OBJECTIF VISÉ:
Traduisez en anglais cette phrase de l'entretien sur la gestion des eaux urbaines reproduit ci-dessous : « Si on n’a pas droit à l’erreur, alors on fait ce qui fonctionne à coup sûr et on évite les grandes avancées. »

J’ai proposé quelques nouveaux thèmes à l’Eawag, qui ont été repris par mes collègues et qui constituent aujourd’hui des éléments indispensables du portefeuille. Le Water Hub dans le bâtiment NEST de l’Empa et de l’Eawag, dans lequel sont utilisés les développements du département Technologie des procédés et où nous apportons nos expériences et nos connaissances à l’industrie et à la pratique en est un exemple. Dans le Water Hub, nous expérimentons en direct la séparation des flux d’eaux usées directement à la source et leur traitement dans le bâtiment même. Un autre exemple plus indirect est le programme de recherche inter- et transdisciplinaire Wings (Water and sanitation Innovations for Non-Grid Solutions), qui cherche à répondre à la question de savoir comment assurer l’approvisionnement en eau et le traitement des eaux usées de manière flexible et efficace en termes de ressources dans les villes à croissance rapide.

"Depuis des décennies, il est clair qu'avec l'augmentation de la population mondiale et le changement climatique, nous devons gérer nos ressources de manière plus consciente".

Comment se fait-il que vous ayez été persuadée si tôt de la séparation de l’urine?

Je ne l’étais pas du tout. Mais je m’intéressais à une solution de développement pour la gestion durable des eaux urbaines qui ne fonctionne pas uniquement dans les pays privilégiés qui peuvent s’offrir des installations et des infrastructures. Je ne voyais tout simplement pas d’autre alternative que la séparation de l’urine.

Il est évident depuis des décennies qu’une population mondiale en plein essor et le changement climatique nous obligent à devenir plus responsables dans l’usage de nos ressources. L’eau et les cours d’eau sont les ressources les plus précieuses que nous ayons, et approvisionner les villes en eau et protéger les cours d’eau des eaux usées est une tâche complexe qui a été perfectionnée chez nous lentement depuis le début du 20e siècle. Je pensais, et pense toujours, que notre gestion des eaux urbaines ne peut fonctionner que dans des sociétés stables, riches en eau et plus ou moins prospères. Je suis convaincue que seule la séparation à la source nous permettra de simplifier le traitement des eaux usées de manière à ce qu’il puisse progresser partout de façon décentralisée et rapide. De plus, les ressources peuvent être récupérées plus facilement des différentes parties des eaux usées: engrais à partir de l’urine, eau à partir de l’eau grise, énergie à partir des matières solides.

La Suisse serait un bon endroit pour perfectionner la séparation de l’urine: au lieu de développer les stations d’épuration pour réduire les flux d’azote sur les zones côtières européennes, un tel développement aurait un impact beaucoup plus important au niveau mondial. Je pars du principe que ce serait moins cher à long terme pour la Suisse, même si les nouvelles technologies sont bien entendu toujours plus chères au début.

Qu’est-ce qui vous a marqué dans votre travail à l’Eawag?

Pour moi, l’Eawag était idéal pour faire de la recherche car il était permis de subir des échecs, ce qui est fondamental pour mener des projets innovants. Si on n’a pas droit à l’erreur, alors on fait ce qui fonctionne à coup sûr et on évite les grandes avancées. En outre, de nombreuses disciplines qui interagissent pour avoir un réel impact sont présentes à l’Eawag. Il est difficile de trouver ailleurs une telle constellation. Il existe en plus des départements de support professionnels qui sont très importants pour nous tous.

DONNÉES FOURNIES:
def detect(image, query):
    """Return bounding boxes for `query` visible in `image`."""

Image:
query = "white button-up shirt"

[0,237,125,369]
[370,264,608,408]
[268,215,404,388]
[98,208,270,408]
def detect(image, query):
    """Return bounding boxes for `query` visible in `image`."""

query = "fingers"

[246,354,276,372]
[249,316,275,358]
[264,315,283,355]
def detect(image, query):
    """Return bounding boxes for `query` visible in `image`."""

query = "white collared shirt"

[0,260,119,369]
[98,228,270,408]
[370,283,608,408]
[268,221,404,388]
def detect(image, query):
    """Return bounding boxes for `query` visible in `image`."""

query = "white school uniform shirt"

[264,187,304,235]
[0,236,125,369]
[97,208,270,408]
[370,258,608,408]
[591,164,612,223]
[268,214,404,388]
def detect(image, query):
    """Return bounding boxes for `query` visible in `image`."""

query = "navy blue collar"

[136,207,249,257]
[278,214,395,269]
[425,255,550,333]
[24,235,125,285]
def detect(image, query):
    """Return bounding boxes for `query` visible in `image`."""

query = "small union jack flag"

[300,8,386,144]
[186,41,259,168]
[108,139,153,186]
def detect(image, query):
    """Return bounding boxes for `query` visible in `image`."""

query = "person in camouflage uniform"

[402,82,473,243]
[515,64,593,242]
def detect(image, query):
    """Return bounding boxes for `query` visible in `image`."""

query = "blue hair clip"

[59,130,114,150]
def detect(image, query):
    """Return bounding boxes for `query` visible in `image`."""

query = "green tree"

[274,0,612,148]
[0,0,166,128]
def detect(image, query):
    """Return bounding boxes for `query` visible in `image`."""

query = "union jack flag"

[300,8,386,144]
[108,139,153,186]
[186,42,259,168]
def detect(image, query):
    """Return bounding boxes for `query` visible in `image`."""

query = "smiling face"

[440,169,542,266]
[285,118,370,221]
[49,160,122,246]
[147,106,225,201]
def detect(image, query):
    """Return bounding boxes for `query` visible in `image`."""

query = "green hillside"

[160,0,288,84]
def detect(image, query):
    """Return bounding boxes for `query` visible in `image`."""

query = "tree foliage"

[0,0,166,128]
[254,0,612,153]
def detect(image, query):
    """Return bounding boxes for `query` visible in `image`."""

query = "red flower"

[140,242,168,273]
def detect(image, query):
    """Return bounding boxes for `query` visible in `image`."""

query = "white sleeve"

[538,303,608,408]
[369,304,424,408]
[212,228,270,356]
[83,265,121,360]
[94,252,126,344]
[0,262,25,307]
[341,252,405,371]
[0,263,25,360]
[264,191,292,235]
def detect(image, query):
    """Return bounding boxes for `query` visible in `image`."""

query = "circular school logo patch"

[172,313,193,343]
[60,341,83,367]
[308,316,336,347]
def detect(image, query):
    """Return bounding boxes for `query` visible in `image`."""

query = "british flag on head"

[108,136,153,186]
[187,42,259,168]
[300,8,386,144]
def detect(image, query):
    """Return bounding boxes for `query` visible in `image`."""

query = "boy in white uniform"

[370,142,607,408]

CORRIGÉ PROPOSÉ:
If you are not allowed to make mistakes, then you do what is certain to work and you avoid major breakthroughs.